Leaving the pictures aside, transcribe the data below exactly.

(Items from a dataset)
· · ·

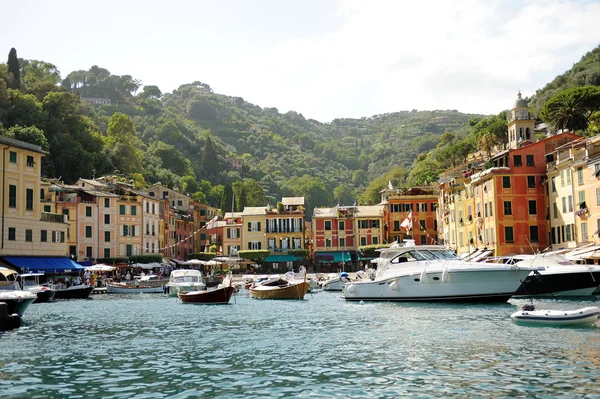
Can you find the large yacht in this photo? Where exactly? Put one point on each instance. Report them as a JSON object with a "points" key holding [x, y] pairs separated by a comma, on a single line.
{"points": [[434, 273], [559, 277]]}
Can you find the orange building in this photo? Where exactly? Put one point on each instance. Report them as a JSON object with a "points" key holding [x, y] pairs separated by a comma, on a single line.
{"points": [[418, 202], [500, 203], [510, 196]]}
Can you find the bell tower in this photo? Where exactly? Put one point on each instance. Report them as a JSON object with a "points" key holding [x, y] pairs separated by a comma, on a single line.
{"points": [[521, 124]]}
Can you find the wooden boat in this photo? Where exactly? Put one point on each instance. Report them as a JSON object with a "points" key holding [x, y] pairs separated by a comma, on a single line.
{"points": [[131, 289], [584, 316], [219, 295], [74, 292], [280, 289]]}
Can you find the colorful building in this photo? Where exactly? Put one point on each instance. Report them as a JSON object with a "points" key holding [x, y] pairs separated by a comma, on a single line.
{"points": [[25, 227], [418, 203], [284, 230]]}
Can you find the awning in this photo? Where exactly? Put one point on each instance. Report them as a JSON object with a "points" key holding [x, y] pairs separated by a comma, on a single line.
{"points": [[333, 257], [582, 252], [43, 265], [281, 258]]}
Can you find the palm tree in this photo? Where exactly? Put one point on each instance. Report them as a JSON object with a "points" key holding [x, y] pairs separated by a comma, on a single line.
{"points": [[571, 109], [566, 112]]}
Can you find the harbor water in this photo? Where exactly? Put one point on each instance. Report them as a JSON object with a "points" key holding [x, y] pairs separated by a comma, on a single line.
{"points": [[153, 346]]}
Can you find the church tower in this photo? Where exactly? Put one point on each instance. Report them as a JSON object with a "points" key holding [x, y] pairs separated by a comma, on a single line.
{"points": [[521, 124]]}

· · ·

* **Answer space**
Can you find the large yacht in this photo? Where exactly? Put one point on each instance. Report them as a JSON object with a "points" key holding [x, y] pairs separated by a comma, on a single line.
{"points": [[434, 273], [559, 277]]}
Can you find the orange building in this photo? Where exactly? Put one point on each instance. Report them as a JSON object with a "points" key holding [x, y] pairs separated by a comma, on a single line.
{"points": [[418, 202], [500, 203], [510, 196]]}
Can you find the bell tower in this photo? Where exactly? Put one point on each instance. Report them as a JSON object with a "points" key holding [x, y] pairs separated by a comma, on a single line.
{"points": [[521, 124]]}
Can you find the wooden boat in this photo? Where exactly? Put one point on each instance. Report them as a JSON object with a "points" key holding [x, y] pairs separated by a comma, on a single line.
{"points": [[131, 289], [584, 316], [219, 295], [74, 292], [280, 289]]}
Can you find the colorful building in this photo? Where exactly? Put one point on each instance. Report them as a JSON object with a "points" key holding [x, y] pairs separated by a comma, on a single line.
{"points": [[25, 227], [418, 203], [284, 230]]}
Can you find the awning in this photo? Where exactly? Put one point on each instance. Report them as a JSON object with a "points" key holding [x, y] pairs separated by a comma, on a single line.
{"points": [[333, 257], [582, 252], [43, 265], [281, 258]]}
Can you find the palm tree in this photo? Where exactly? Put one point on each instance. Report them as a JSON object with a "points" key holding [x, y] pairs separated by a comma, on a single line.
{"points": [[571, 109], [566, 112]]}
Can you find the harbor water in this photo? Where exactly? Put one point on each instance. Report them as a JSON object with a "points" key holding [x, y] pairs separated by a comma, on a single line.
{"points": [[153, 346]]}
Can you find the church tower in this photo? Where exactly? Put one point on each instance. Report them as a JSON object with a "points" key holding [x, y] pairs separated by a comma, on a single line.
{"points": [[521, 124]]}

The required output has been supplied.